Input data ▸
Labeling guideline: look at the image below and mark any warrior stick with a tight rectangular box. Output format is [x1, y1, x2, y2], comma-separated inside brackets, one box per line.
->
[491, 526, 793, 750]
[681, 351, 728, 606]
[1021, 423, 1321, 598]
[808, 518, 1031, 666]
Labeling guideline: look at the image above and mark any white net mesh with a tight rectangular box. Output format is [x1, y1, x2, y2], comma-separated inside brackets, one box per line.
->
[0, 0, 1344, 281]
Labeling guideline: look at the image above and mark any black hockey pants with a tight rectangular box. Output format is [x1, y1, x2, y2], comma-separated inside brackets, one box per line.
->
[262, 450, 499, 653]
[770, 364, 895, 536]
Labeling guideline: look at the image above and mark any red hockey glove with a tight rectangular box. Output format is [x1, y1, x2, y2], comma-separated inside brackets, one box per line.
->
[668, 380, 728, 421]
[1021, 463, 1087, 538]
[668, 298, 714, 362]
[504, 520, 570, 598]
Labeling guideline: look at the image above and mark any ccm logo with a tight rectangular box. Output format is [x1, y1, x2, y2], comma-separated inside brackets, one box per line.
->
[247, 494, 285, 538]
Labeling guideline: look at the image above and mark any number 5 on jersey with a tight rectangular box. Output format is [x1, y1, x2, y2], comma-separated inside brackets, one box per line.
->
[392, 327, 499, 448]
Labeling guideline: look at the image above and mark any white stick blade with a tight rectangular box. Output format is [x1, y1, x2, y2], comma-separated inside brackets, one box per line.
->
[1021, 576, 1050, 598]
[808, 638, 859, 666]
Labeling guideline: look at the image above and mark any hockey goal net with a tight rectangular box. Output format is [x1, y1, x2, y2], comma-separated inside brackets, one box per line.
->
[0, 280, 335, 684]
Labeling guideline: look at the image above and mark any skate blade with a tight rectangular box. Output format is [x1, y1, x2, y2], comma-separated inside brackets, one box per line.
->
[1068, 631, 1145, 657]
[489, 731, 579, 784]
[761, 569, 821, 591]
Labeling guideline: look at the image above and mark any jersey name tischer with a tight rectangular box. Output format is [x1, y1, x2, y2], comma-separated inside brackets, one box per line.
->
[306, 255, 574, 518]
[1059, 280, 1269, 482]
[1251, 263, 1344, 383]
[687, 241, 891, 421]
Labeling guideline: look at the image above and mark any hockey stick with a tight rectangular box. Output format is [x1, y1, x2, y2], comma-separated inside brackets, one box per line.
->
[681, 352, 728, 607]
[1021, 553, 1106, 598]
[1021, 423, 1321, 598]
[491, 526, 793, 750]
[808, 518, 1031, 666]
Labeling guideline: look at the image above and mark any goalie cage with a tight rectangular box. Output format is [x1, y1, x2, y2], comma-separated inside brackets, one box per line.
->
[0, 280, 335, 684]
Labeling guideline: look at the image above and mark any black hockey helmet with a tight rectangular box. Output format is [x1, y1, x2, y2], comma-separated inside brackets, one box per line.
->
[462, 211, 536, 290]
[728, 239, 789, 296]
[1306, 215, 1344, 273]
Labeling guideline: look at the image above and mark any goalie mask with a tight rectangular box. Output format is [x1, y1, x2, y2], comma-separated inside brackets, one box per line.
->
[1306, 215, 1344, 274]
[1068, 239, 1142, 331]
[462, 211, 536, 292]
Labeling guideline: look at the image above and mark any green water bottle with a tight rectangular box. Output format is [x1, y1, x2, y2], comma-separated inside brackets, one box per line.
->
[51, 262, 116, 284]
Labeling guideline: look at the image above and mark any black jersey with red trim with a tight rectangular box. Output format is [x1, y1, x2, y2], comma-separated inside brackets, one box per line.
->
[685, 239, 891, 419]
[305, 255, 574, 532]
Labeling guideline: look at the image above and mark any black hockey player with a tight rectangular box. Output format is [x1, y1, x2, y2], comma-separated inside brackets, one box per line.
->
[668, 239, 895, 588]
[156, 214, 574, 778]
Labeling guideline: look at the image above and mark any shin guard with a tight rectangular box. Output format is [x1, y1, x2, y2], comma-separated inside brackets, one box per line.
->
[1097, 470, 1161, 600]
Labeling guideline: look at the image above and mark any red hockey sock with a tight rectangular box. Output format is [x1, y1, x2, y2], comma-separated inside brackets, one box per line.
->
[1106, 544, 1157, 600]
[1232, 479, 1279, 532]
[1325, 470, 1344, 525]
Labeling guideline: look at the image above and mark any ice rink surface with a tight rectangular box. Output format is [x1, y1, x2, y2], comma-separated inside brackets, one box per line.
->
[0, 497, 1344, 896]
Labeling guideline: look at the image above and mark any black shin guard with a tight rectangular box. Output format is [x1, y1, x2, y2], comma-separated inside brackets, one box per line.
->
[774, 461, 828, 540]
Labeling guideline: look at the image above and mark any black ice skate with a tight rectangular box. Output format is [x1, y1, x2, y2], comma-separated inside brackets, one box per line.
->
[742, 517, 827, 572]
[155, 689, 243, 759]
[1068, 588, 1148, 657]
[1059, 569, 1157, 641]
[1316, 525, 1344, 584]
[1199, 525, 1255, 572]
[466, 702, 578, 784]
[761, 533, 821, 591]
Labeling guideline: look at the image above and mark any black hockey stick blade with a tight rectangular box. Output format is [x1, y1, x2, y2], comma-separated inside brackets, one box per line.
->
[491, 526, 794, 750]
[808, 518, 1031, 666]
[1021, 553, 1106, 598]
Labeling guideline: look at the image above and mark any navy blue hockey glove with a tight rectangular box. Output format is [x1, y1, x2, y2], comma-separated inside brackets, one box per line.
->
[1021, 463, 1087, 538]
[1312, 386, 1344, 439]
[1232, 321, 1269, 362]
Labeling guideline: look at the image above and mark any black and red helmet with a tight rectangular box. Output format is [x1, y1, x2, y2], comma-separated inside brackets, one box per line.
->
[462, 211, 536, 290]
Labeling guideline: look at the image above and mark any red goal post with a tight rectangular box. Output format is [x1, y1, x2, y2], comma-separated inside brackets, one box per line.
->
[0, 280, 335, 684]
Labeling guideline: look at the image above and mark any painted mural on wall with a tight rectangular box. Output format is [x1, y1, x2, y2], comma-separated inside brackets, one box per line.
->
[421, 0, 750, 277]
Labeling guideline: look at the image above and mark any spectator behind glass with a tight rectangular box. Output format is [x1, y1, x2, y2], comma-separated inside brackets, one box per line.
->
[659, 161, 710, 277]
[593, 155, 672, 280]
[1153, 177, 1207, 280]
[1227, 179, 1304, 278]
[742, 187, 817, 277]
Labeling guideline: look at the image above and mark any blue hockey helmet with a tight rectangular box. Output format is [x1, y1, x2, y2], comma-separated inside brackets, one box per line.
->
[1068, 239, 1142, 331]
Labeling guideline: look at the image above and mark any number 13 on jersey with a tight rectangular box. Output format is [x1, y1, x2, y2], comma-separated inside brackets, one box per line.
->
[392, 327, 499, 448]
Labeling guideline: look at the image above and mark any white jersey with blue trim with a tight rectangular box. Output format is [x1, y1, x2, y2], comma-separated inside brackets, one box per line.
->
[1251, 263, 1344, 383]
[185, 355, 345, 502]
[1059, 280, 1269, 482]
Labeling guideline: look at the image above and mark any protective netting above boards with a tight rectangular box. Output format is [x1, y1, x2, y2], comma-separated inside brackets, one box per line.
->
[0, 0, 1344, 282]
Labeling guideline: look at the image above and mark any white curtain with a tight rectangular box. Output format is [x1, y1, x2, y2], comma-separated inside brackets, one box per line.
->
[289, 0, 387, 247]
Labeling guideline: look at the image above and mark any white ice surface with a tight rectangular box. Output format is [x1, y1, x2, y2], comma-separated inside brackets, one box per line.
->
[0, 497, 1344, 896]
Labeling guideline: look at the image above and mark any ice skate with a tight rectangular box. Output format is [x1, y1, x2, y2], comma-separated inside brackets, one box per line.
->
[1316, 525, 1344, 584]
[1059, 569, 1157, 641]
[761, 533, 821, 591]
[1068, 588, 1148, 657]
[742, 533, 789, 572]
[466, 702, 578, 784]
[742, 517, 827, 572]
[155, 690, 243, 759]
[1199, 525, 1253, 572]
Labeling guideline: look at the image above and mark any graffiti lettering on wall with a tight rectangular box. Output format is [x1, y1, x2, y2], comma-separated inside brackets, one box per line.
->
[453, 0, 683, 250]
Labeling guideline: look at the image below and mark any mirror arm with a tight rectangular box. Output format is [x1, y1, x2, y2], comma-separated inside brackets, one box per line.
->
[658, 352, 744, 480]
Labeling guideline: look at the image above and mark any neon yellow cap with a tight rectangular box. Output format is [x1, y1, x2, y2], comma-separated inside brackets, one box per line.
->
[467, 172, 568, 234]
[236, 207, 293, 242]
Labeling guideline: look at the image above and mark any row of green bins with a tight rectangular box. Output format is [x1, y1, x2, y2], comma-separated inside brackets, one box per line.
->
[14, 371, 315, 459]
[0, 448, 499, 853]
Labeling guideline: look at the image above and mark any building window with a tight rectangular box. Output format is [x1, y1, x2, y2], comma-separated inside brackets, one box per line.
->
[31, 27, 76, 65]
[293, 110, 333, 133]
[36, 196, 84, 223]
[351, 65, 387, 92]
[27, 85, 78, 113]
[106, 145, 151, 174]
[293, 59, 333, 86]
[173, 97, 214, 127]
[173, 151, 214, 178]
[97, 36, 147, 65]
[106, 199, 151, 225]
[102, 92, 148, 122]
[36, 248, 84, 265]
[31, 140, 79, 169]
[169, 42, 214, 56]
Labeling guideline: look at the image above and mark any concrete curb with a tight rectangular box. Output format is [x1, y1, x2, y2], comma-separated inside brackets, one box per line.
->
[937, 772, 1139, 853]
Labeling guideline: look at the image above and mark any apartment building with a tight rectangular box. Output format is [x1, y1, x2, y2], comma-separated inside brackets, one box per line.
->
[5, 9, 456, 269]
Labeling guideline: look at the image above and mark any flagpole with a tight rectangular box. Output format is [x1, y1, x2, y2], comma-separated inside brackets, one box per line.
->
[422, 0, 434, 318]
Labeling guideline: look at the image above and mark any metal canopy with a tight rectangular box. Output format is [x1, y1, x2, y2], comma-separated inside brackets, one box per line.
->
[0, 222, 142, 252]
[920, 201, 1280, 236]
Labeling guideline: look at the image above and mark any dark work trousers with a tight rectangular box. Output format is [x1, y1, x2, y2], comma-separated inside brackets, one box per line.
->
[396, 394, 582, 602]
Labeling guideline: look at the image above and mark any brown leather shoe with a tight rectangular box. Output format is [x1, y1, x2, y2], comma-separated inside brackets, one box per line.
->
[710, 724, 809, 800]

Required task ▸ Rewrite the rows above as a numbered list, starting at the line that contains "Labeling guideline: look at the image above and mark any ccm" and ending at the line that contains "[687, 241, 891, 421]", with both of those lines included and any blank lines omitted.

Task result ▸
1. Labeling guideline: look at the image above and mark any ccm logo with a tight rectangular box. Output format is [x1, y1, x2, y2], comma-separated inside brackets, one box per line.
2. ->
3. [247, 494, 285, 538]
4. Labeling guideline: look at the image above and mark any number 5 on jersey with a tight rectangular box. Output format is [x1, y1, x2, y2], comma-separated inside brackets, one box per line.
5. ->
6. [392, 327, 499, 448]
7. Labeling guideline: look at the image above and mark any white stick blade with a tight rectangular box. Output format is [x1, y1, x2, y2], comma-separated inside brackets, one box per line.
8. ->
9. [1021, 576, 1050, 598]
10. [808, 638, 859, 666]
11. Labeling guideline: look at the image above and mark any hockey goal net with a tight rectangular box. Output format is [x1, y1, x2, y2], comma-separated inside brackets, one box per line.
12. ->
13. [0, 280, 335, 684]
14. Labeling guideline: look at the image above and mark any skate blade with a tight rectangular box. Output format is [x1, y1, x2, y2], comma-separated inside brackets, one box per line.
15. ->
16. [1068, 631, 1145, 657]
17. [489, 731, 579, 784]
18. [761, 569, 821, 591]
19. Labeling guideline: look at the image above and mark any jersey name tischer with a tight rectangular box. Output format is [x1, y1, x2, y2], comma-separated inside brackets, one box per line.
20. ->
21. [306, 255, 574, 518]
22. [1059, 280, 1269, 482]
23. [1251, 263, 1344, 383]
24. [687, 241, 891, 421]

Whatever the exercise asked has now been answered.